**GOAL OF THE EXERCISE:** Retype the lines character for character, beginning with the line that contains "# test: pointer drops one pin on the dog's paw, once" and continuing through the final line of the records.

**DATA SUPPLIED:**
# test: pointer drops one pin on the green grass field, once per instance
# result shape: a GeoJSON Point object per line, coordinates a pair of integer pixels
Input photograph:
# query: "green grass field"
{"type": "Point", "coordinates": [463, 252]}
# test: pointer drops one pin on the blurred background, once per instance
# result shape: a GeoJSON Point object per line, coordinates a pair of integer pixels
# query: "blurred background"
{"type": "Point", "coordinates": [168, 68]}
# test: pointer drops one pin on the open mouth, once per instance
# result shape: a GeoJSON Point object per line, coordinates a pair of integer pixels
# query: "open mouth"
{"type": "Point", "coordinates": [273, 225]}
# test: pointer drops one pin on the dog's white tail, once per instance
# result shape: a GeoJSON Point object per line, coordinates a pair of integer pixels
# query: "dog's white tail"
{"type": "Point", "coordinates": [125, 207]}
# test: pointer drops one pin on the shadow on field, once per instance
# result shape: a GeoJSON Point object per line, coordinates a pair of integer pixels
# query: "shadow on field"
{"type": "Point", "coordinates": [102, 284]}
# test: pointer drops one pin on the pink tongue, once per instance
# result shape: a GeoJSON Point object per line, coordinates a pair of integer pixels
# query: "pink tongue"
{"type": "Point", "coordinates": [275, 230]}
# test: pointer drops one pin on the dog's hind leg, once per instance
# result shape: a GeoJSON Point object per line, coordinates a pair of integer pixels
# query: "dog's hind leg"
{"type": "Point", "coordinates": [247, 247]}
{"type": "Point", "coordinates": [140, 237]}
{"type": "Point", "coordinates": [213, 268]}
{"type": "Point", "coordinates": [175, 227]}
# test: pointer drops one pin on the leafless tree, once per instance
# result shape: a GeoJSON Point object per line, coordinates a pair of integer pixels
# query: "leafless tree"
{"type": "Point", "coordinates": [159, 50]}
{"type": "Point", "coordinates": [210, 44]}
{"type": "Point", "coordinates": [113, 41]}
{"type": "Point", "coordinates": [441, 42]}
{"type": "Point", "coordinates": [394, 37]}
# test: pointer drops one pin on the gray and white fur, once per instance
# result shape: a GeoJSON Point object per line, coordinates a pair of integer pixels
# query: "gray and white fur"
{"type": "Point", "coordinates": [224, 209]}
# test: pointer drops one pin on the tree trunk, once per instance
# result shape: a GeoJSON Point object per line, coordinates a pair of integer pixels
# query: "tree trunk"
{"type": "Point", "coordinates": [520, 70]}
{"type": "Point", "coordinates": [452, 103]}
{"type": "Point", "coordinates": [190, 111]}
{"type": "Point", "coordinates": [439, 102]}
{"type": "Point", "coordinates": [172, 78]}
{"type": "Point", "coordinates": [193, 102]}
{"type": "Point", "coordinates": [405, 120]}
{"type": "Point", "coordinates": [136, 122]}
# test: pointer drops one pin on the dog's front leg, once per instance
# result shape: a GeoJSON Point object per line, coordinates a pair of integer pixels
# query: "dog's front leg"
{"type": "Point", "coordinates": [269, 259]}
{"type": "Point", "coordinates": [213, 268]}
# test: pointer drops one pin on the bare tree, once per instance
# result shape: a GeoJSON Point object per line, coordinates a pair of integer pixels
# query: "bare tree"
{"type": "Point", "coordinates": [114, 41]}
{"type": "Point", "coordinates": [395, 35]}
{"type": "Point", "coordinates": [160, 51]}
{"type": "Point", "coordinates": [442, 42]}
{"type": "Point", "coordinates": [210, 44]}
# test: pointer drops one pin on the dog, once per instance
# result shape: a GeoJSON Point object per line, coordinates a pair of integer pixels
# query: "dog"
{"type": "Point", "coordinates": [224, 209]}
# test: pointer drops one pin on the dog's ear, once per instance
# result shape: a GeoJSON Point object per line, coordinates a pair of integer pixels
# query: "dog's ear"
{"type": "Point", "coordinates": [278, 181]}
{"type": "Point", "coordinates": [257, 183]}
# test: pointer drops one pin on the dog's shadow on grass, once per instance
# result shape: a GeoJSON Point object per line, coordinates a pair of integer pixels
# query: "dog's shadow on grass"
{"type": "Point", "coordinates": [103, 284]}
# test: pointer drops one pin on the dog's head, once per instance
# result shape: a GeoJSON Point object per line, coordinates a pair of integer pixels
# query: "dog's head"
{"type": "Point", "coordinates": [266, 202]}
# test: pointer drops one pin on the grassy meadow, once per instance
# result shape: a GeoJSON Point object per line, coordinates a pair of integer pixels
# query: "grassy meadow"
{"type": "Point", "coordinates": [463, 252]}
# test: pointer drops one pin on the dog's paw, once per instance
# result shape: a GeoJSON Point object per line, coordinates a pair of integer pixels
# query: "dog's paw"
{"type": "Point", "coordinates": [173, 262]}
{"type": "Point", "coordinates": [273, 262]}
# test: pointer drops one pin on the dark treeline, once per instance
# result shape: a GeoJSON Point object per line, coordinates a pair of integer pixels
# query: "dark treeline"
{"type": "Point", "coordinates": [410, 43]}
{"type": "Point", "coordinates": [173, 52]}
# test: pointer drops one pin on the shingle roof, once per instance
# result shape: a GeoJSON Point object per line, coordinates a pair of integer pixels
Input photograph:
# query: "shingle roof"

**RESPONSE:**
# test: pointer drops one pin on the dog's paw, once per instance
# result shape: a GeoJSON Point object per line, coordinates a pair of integer pixels
# query: "dog's paw"
{"type": "Point", "coordinates": [173, 262]}
{"type": "Point", "coordinates": [273, 262]}
# test: pointer drops one pin on the dark treeline, once per instance
# result shape: a GeoJSON Point object per line, coordinates a pair of integer pixels
# query: "dark treeline"
{"type": "Point", "coordinates": [410, 43]}
{"type": "Point", "coordinates": [173, 52]}
# test: pointer drops one pin on the shingle roof, once per instance
# result shape: a GeoJSON Point object per line, coordinates a pair of integer pixels
Input photograph:
# query: "shingle roof"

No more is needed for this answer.